■ EXERCISE DESCRIPTION ■
Would you please repeat the data that follows, exactly as it reads?

Source data
[Start of Attachment]
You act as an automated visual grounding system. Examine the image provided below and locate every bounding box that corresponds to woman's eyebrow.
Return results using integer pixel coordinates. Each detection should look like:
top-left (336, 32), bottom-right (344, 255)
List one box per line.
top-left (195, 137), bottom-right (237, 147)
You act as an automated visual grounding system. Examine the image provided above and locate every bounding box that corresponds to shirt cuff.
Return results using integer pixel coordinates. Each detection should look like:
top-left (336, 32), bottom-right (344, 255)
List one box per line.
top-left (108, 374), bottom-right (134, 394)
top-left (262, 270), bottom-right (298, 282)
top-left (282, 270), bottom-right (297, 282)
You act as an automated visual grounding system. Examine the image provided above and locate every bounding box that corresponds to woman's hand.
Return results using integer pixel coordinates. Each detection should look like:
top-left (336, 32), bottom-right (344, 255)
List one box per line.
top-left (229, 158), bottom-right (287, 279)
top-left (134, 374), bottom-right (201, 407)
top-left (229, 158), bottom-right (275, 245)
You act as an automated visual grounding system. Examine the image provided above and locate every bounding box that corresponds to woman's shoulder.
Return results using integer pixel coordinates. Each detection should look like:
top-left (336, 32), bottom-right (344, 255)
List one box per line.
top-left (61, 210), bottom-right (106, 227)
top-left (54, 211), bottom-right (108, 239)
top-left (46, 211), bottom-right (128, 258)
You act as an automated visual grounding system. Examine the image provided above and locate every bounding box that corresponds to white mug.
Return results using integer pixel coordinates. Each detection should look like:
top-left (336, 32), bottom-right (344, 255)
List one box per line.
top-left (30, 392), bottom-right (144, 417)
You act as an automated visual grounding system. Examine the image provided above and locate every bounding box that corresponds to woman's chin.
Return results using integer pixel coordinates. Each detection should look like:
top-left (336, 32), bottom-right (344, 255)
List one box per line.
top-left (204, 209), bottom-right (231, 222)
[End of Attachment]
■ RESULT FOR THIS EXERCISE ■
You act as an automated visual grounding system. Examine the image provided below and locate every bounding box that corresponds to woman's eyebrow.
Return results using integer pixel coordinates. Each detection should look like:
top-left (336, 32), bottom-right (344, 255)
List one box per line.
top-left (195, 137), bottom-right (237, 147)
You act as an automated visual grounding system. Examine the image provided above and locate every bounding box that corresponds to shirt cuff.
Return results using integer pixel coordinates. Each detection should look like:
top-left (336, 32), bottom-right (344, 255)
List one box per line.
top-left (108, 374), bottom-right (134, 394)
top-left (262, 270), bottom-right (298, 282)
top-left (282, 270), bottom-right (297, 282)
You act as an automated visual grounding system. Examine the image provided above and locate every bounding box that corresponds to woman's hand.
Return results using integer pixel coordinates. Each detection should look like:
top-left (336, 32), bottom-right (344, 255)
List one box per line.
top-left (229, 158), bottom-right (287, 279)
top-left (134, 374), bottom-right (201, 407)
top-left (229, 158), bottom-right (275, 245)
You act as an automated visual grounding system. Examine the image provided above and locate every bounding box that corresponds to woman's shoulder.
Return results using integer pixel coordinates. Each detection should look like:
top-left (336, 32), bottom-right (344, 255)
List one box per line.
top-left (61, 210), bottom-right (106, 227)
top-left (54, 211), bottom-right (108, 239)
top-left (46, 211), bottom-right (128, 258)
You act as an automated visual grounding system. Examine the image provided above and locate every bounding box that corresponds to white mug.
Return results using integer pixel coordinates. Each detection should look like:
top-left (336, 32), bottom-right (344, 255)
List one box per line.
top-left (30, 392), bottom-right (144, 417)
You act as an automated visual grounding system. Examine the image provided above and locate every bounding box that corresponds to woman's chin.
Return results using integer pixel coordinates. Each detection should look like:
top-left (336, 32), bottom-right (344, 255)
List one box per line.
top-left (204, 209), bottom-right (231, 222)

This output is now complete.